===== DATASET

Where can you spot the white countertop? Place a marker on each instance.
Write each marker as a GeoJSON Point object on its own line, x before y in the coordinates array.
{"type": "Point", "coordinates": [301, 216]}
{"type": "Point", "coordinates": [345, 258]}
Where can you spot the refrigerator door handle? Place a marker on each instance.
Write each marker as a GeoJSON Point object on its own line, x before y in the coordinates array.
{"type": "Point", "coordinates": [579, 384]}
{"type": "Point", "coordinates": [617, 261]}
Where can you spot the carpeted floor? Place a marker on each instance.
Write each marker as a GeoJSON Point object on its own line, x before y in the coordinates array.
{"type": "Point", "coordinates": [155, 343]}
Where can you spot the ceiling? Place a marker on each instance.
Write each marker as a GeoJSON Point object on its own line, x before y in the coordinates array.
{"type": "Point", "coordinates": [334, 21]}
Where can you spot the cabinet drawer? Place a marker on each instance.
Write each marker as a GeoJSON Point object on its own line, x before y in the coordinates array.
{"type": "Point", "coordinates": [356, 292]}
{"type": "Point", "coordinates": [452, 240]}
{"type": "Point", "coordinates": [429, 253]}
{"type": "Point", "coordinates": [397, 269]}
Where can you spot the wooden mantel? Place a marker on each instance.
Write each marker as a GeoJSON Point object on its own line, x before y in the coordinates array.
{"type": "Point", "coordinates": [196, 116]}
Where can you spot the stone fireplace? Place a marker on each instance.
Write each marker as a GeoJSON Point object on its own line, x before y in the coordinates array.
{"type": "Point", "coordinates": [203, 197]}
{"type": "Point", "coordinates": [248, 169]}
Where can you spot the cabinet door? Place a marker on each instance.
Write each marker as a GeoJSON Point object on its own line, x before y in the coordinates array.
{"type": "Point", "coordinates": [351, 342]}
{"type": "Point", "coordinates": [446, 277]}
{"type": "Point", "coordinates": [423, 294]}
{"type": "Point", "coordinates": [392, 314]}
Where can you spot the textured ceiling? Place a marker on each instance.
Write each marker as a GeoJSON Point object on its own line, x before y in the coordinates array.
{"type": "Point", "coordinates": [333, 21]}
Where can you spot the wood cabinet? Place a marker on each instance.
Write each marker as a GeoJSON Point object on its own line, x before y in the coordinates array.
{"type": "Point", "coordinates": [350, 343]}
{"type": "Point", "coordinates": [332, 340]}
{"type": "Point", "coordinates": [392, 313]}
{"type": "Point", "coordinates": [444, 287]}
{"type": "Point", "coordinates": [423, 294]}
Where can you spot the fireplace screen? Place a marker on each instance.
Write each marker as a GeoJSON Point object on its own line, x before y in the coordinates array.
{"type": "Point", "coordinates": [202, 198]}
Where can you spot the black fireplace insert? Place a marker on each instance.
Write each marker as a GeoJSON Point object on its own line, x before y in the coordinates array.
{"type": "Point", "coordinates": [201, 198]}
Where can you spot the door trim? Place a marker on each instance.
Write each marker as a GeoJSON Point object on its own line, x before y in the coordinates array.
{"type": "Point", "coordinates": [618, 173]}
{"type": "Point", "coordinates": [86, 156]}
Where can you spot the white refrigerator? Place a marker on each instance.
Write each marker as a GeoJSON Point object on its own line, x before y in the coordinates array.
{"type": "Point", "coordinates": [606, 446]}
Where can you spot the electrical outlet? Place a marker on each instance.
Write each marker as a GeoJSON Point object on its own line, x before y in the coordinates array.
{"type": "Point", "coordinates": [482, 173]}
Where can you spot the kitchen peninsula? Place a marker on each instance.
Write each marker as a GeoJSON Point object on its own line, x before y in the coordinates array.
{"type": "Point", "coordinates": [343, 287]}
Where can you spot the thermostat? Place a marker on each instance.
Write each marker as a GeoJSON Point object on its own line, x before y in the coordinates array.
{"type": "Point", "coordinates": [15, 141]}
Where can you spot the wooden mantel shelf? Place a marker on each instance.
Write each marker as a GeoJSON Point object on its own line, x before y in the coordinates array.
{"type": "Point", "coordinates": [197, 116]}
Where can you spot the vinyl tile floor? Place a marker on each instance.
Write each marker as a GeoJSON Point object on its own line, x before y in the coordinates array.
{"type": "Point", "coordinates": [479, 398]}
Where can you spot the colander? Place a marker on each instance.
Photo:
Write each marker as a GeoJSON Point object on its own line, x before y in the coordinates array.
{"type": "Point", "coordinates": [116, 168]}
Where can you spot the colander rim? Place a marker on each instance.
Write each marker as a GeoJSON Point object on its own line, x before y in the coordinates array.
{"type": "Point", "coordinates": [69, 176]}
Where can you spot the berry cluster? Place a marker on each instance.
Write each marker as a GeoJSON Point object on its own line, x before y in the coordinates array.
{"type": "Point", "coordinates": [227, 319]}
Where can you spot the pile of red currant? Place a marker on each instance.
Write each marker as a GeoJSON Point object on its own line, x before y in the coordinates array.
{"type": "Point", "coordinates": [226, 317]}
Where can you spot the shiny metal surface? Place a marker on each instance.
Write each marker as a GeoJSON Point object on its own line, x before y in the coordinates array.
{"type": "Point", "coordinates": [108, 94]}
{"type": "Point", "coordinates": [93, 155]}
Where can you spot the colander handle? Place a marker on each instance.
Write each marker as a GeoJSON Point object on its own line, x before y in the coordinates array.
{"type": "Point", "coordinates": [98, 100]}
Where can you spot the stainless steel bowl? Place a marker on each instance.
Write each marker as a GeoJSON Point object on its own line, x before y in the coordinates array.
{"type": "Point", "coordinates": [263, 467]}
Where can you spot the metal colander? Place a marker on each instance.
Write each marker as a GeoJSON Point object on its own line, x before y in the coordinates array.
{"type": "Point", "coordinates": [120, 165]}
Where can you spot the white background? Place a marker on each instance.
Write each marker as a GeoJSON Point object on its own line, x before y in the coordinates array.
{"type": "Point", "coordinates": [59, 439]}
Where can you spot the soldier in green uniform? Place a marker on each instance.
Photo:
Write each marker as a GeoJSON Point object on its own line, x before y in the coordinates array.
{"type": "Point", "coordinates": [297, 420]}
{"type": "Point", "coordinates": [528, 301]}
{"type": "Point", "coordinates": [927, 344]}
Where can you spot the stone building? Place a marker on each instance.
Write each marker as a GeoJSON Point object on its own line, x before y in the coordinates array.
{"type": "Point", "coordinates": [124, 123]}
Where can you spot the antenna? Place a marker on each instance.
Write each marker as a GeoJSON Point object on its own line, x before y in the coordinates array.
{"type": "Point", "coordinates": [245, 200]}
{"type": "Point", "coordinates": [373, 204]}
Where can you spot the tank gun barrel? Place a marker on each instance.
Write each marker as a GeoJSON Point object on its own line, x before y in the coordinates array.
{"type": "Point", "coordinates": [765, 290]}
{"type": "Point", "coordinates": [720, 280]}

==========

**EXERCISE AIM**
Write out every line from the records above, word for word.

**CORRECT RESPONSE**
Where can you spot the white countertop? Place a marker on each instance.
Write each marker as a GeoJSON Point object on its own line, x before y in the coordinates array.
{"type": "Point", "coordinates": [301, 216]}
{"type": "Point", "coordinates": [345, 258]}
Where can you spot the refrigerator door handle? Place a marker on each instance.
Write each marker as a GeoJSON Point object on its own line, x before y in the coordinates array.
{"type": "Point", "coordinates": [579, 384]}
{"type": "Point", "coordinates": [617, 261]}
Where can you spot the carpeted floor? Place a marker on each instance.
Write each marker as a GeoJSON Point object on its own line, x before y in the coordinates array.
{"type": "Point", "coordinates": [155, 343]}
Where can you spot the ceiling? Place a marker on each instance.
Write each marker as a GeoJSON Point object on its own line, x before y in the coordinates array.
{"type": "Point", "coordinates": [334, 21]}
Where can you spot the cabinet drawer? Place a marker on each instance.
Write each marker as a GeoJSON Point object on its own line, x before y in the coordinates array.
{"type": "Point", "coordinates": [356, 292]}
{"type": "Point", "coordinates": [452, 240]}
{"type": "Point", "coordinates": [429, 253]}
{"type": "Point", "coordinates": [397, 269]}
Where can you spot the wooden mantel? Place a marker on each instance.
Write each marker as a GeoJSON Point object on its own line, x before y in the coordinates array.
{"type": "Point", "coordinates": [196, 116]}
Where can you spot the stone fireplace? Place a marker on each instance.
Write each marker as a GeoJSON Point object on its own line, x before y in the coordinates array.
{"type": "Point", "coordinates": [203, 197]}
{"type": "Point", "coordinates": [248, 169]}
Where can you spot the cabinet door? Place a marker on each instance.
Write each marker as a GeoJSON Point object on its own line, x before y in the coordinates array.
{"type": "Point", "coordinates": [351, 342]}
{"type": "Point", "coordinates": [446, 277]}
{"type": "Point", "coordinates": [423, 294]}
{"type": "Point", "coordinates": [392, 314]}
Where can you spot the textured ceiling? Place a marker on each instance.
Write each marker as a GeoJSON Point object on its own line, x before y in the coordinates array.
{"type": "Point", "coordinates": [333, 21]}
Where can you spot the wood cabinet? Place a marker on each instance.
Write each marker as a GeoJSON Point object on its own line, x before y in the coordinates array.
{"type": "Point", "coordinates": [350, 343]}
{"type": "Point", "coordinates": [332, 340]}
{"type": "Point", "coordinates": [392, 313]}
{"type": "Point", "coordinates": [444, 287]}
{"type": "Point", "coordinates": [423, 294]}
Where can you spot the fireplace screen? Place a marker on each instance.
Write each marker as a GeoJSON Point object on its own line, x before y in the coordinates array.
{"type": "Point", "coordinates": [202, 198]}
Where can you spot the black fireplace insert? Place a marker on each instance.
Write each marker as a GeoJSON Point object on its own line, x before y in the coordinates array.
{"type": "Point", "coordinates": [201, 198]}
Where can you spot the door trim? Place a marker on each instance.
Write each marker as a GeoJSON Point object on its own line, x before y in the coordinates array.
{"type": "Point", "coordinates": [618, 173]}
{"type": "Point", "coordinates": [86, 156]}
Where can you spot the white refrigerator? Place a marker on each instance.
Write each marker as a GeoJSON Point object on its own line, x before y in the coordinates array.
{"type": "Point", "coordinates": [606, 446]}
Where can you spot the electrical outlet? Place a marker on each instance.
Write each marker as a GeoJSON Point object on its own line, x before y in the coordinates array.
{"type": "Point", "coordinates": [482, 173]}
Where can you spot the kitchen peninsula? Place a marker on each instance.
Write each marker as a GeoJSON Point object on its own line, x before y in the coordinates array.
{"type": "Point", "coordinates": [343, 287]}
Where can you spot the thermostat? Place a marker on each instance.
Write each marker as a GeoJSON Point object on its own line, x before y in the coordinates array.
{"type": "Point", "coordinates": [15, 141]}
Where can you spot the wooden mantel shelf? Place a marker on each instance.
Write each marker as a GeoJSON Point object on its own line, x before y in the coordinates array.
{"type": "Point", "coordinates": [197, 116]}
Where can you spot the vinyl tile floor? Place a marker on each instance.
Write each marker as a GeoJSON Point object on its own line, x before y in the coordinates array.
{"type": "Point", "coordinates": [479, 398]}
Where can you spot the colander? Place a marker on each instance.
Photo:
Write each marker as a GeoJSON Point object on its own line, x before y in the coordinates array.
{"type": "Point", "coordinates": [116, 168]}
Where can you spot the colander rim? Place a marker on each instance.
Write each marker as a GeoJSON Point object on its own line, x before y in the coordinates array.
{"type": "Point", "coordinates": [69, 176]}
Where can you spot the berry cluster? Place a marker on each instance.
Write each marker as a GeoJSON Point object on its own line, x before y in the coordinates array.
{"type": "Point", "coordinates": [227, 319]}
Where can you spot the pile of red currant? Place a marker on each instance.
Write each marker as a GeoJSON Point object on its own line, x before y in the coordinates array.
{"type": "Point", "coordinates": [226, 317]}
Where can you spot the shiny metal surface? Place a marker on each instance.
Write each marker as a GeoJSON Point object on its own line, x before y in the coordinates array.
{"type": "Point", "coordinates": [108, 94]}
{"type": "Point", "coordinates": [93, 155]}
Where can you spot the colander handle? Place a marker on each instance.
Write each marker as a GeoJSON Point object on its own line, x before y in the coordinates array.
{"type": "Point", "coordinates": [98, 100]}
Where can you spot the stainless steel bowl? Place a marker on each instance.
Write each marker as a GeoJSON Point object on its own line, x before y in the coordinates array.
{"type": "Point", "coordinates": [263, 467]}
Where can you spot the metal colander? Place a marker on each instance.
Write each marker as a GeoJSON Point object on its own line, x before y in the coordinates array.
{"type": "Point", "coordinates": [120, 165]}
Where can you spot the white background? Place a marker on each instance.
Write each marker as a GeoJSON Point object on its own line, x before y in the coordinates array.
{"type": "Point", "coordinates": [59, 439]}
Where can you spot the soldier in green uniform? Place a marker on each instance.
Photo:
Write each marker as a GeoJSON Point object on its own line, x before y in the coordinates array.
{"type": "Point", "coordinates": [297, 420]}
{"type": "Point", "coordinates": [528, 301]}
{"type": "Point", "coordinates": [927, 344]}
Where can you spot the stone building? Place a marker on each instance.
Write each marker as a GeoJSON Point object on its own line, x before y in the coordinates array.
{"type": "Point", "coordinates": [124, 123]}
Where can you spot the antenna? Place a marker on each instance.
Write each marker as a GeoJSON Point object on its own line, x before y in the coordinates array.
{"type": "Point", "coordinates": [245, 200]}
{"type": "Point", "coordinates": [373, 204]}
Where can you spot the tank gun barrel? Place a marker on each instance.
Write each marker as a GeoJSON Point object on its own line, x before y in the coordinates array.
{"type": "Point", "coordinates": [765, 290]}
{"type": "Point", "coordinates": [720, 280]}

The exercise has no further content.